** Direction **
From the line that contains "shape [[449, 783]]." through the line that contains "[[413, 241]]", write out the records again with "Target" replaced by "Label" and nothing else changed. Leave the pictures out of your answer.

------ Task material

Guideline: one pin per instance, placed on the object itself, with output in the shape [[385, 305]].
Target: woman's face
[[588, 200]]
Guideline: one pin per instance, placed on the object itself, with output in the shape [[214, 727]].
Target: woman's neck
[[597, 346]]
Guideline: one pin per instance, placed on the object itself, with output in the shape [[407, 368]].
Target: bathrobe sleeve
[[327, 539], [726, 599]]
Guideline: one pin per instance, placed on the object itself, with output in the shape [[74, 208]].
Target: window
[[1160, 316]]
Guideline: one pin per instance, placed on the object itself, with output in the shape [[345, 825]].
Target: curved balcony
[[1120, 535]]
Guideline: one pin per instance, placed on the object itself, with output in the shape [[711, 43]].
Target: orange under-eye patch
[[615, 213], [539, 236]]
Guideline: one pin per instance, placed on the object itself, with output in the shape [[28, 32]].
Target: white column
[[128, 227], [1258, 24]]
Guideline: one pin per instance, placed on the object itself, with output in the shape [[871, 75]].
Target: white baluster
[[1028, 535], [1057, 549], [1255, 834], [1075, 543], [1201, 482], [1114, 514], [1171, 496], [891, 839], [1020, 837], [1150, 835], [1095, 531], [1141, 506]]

------------
------ Task material

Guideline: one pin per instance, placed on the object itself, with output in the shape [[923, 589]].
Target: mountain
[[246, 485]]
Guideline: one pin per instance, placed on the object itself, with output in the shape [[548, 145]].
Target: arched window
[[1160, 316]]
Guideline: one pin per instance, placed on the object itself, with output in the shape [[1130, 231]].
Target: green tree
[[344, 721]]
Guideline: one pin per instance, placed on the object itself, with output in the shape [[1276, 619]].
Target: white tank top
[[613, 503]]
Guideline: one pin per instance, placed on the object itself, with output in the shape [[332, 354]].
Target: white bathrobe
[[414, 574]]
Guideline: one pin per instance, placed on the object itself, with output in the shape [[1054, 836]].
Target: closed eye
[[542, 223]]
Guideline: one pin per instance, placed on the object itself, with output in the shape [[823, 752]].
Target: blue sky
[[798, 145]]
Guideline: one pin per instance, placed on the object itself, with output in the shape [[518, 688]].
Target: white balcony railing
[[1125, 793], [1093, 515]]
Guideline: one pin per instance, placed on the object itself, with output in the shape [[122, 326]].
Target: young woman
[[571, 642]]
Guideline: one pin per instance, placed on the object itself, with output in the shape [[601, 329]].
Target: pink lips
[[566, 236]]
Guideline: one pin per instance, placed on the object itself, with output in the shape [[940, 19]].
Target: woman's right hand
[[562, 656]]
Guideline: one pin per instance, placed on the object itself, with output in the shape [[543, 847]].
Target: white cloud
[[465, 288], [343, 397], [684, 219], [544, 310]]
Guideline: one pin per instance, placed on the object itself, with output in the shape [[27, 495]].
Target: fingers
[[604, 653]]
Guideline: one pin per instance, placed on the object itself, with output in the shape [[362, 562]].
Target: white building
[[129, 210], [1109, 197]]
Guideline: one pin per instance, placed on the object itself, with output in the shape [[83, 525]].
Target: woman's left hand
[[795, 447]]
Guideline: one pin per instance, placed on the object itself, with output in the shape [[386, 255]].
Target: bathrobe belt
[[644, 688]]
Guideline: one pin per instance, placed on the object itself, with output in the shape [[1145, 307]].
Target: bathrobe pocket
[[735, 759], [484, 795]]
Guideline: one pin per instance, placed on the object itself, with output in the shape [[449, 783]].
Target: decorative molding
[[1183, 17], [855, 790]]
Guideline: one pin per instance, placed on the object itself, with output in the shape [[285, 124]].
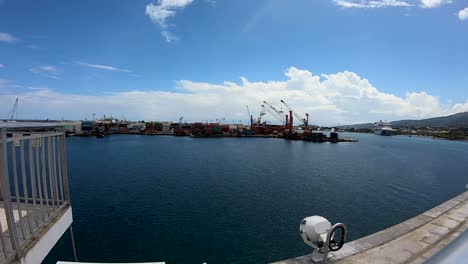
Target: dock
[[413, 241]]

------------

** Completed task **
Guideline: one pin per instance, placed on the object itself, with output in the shape [[449, 783]].
Label: decorative molding
[[1183, 17], [855, 790]]
Guideline: one pin per instance, placed on the object itself, with output in the shape [[285, 124]].
Label: dock
[[413, 241]]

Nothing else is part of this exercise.